● **Task details**:
Show every line of the material below that contains the word "rock". Letter case matters.

● **Items**:
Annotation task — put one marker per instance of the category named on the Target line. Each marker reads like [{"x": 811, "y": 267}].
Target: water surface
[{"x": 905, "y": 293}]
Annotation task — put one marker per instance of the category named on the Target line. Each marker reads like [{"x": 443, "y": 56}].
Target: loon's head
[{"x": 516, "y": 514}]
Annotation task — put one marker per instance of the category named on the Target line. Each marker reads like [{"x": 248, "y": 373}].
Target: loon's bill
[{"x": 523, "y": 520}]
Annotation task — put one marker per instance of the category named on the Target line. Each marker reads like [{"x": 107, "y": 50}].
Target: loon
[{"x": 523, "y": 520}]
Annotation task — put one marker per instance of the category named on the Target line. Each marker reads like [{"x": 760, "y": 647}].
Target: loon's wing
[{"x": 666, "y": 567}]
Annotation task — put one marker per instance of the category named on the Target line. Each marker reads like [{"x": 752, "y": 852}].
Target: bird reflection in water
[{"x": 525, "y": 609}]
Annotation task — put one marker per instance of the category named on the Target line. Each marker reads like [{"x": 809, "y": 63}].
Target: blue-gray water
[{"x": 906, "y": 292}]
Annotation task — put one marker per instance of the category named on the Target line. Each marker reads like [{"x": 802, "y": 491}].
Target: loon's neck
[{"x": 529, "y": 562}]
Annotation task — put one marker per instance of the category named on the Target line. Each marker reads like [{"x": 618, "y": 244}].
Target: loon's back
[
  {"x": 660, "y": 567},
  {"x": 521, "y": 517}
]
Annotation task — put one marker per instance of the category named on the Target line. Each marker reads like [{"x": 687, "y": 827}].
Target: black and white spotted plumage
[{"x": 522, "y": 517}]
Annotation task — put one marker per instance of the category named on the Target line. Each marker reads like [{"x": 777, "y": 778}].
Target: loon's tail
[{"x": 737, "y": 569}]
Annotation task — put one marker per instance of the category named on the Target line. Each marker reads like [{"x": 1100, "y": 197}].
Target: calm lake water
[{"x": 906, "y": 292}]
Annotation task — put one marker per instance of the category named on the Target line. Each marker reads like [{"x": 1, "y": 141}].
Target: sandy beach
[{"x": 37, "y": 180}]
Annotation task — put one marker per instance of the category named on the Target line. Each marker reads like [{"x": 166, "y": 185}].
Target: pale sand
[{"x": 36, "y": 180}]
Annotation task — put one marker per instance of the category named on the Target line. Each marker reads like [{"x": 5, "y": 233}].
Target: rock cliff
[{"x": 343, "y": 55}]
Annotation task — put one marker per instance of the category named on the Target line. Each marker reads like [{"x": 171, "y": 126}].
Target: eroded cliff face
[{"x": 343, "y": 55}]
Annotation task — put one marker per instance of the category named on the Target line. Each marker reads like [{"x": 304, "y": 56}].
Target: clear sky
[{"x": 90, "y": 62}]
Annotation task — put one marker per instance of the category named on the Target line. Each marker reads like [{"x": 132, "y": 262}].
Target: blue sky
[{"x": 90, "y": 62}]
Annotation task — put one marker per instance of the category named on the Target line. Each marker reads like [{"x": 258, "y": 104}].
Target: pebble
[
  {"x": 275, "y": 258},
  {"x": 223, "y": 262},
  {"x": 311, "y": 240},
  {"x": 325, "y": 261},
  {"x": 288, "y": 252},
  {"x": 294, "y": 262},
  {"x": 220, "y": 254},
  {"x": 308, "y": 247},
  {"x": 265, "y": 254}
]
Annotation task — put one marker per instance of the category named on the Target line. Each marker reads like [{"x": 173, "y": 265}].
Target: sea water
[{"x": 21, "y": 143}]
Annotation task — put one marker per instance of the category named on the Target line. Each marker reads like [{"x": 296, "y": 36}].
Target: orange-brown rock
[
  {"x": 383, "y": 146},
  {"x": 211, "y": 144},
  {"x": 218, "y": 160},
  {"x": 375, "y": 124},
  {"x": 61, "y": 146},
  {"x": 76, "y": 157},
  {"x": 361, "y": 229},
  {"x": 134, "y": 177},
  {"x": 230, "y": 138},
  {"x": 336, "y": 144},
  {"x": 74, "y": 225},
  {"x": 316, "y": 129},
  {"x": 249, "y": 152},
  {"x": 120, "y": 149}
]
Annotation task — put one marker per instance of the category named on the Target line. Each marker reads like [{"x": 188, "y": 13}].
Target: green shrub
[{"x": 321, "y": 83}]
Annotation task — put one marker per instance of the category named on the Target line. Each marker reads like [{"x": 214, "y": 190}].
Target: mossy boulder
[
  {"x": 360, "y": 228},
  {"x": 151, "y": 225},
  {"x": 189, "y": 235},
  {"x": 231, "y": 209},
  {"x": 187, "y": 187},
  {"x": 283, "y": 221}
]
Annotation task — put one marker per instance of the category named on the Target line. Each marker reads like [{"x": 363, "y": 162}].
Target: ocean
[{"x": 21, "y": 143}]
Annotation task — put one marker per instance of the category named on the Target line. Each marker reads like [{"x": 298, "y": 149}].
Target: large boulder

● **Task solution**:
Target: rock cliff
Target: orange-brown rock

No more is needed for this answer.